▶ _Given task_
Please rewrite the stretch of data from the line containing "find | stone pillar" through the end of the data, changing "pillar" to "column" and leaving everything else unchanged.

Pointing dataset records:
"""

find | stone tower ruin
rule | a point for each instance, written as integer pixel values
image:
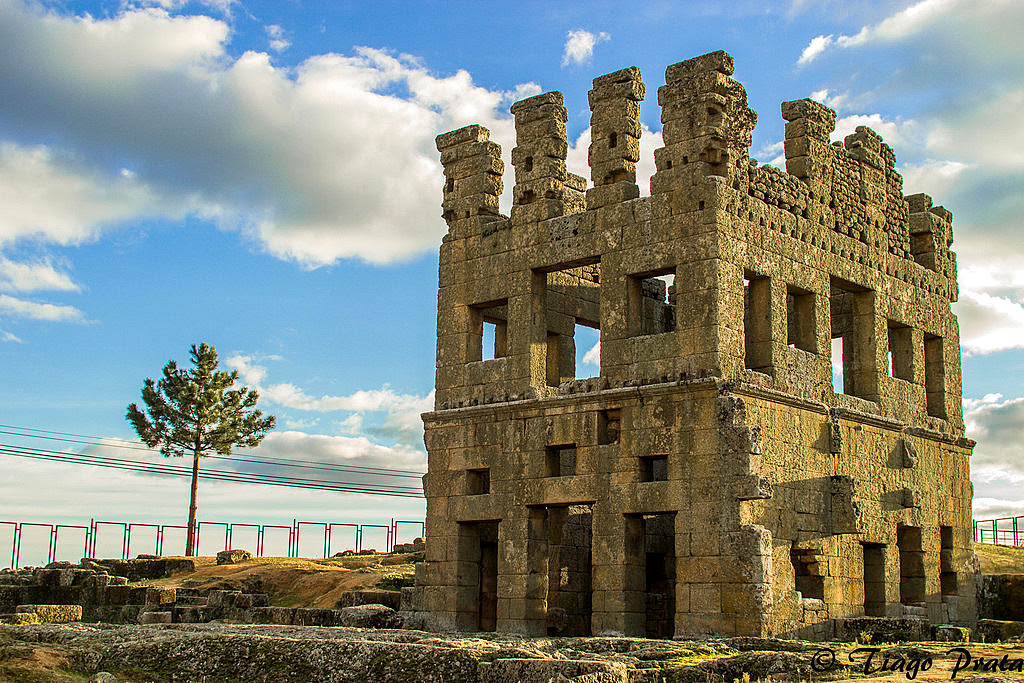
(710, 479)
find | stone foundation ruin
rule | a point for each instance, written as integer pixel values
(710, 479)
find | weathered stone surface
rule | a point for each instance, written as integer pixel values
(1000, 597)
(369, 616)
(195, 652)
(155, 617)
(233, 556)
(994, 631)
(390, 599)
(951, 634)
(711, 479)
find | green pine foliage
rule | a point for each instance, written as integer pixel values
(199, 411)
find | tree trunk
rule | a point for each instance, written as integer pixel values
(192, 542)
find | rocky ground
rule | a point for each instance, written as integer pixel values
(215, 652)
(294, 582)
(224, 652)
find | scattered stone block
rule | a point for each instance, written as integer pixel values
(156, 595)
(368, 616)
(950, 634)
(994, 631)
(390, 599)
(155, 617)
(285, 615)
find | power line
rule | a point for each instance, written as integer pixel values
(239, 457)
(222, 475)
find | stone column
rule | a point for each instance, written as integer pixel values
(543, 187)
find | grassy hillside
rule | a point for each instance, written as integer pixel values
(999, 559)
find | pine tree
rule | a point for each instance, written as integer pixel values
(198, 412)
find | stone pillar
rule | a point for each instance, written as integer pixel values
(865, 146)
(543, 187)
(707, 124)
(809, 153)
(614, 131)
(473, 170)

"""

▶ _Expected answer_
find | stone column
rule | a point for each instance, written as integer pixel values
(865, 146)
(543, 187)
(707, 124)
(809, 153)
(614, 131)
(473, 170)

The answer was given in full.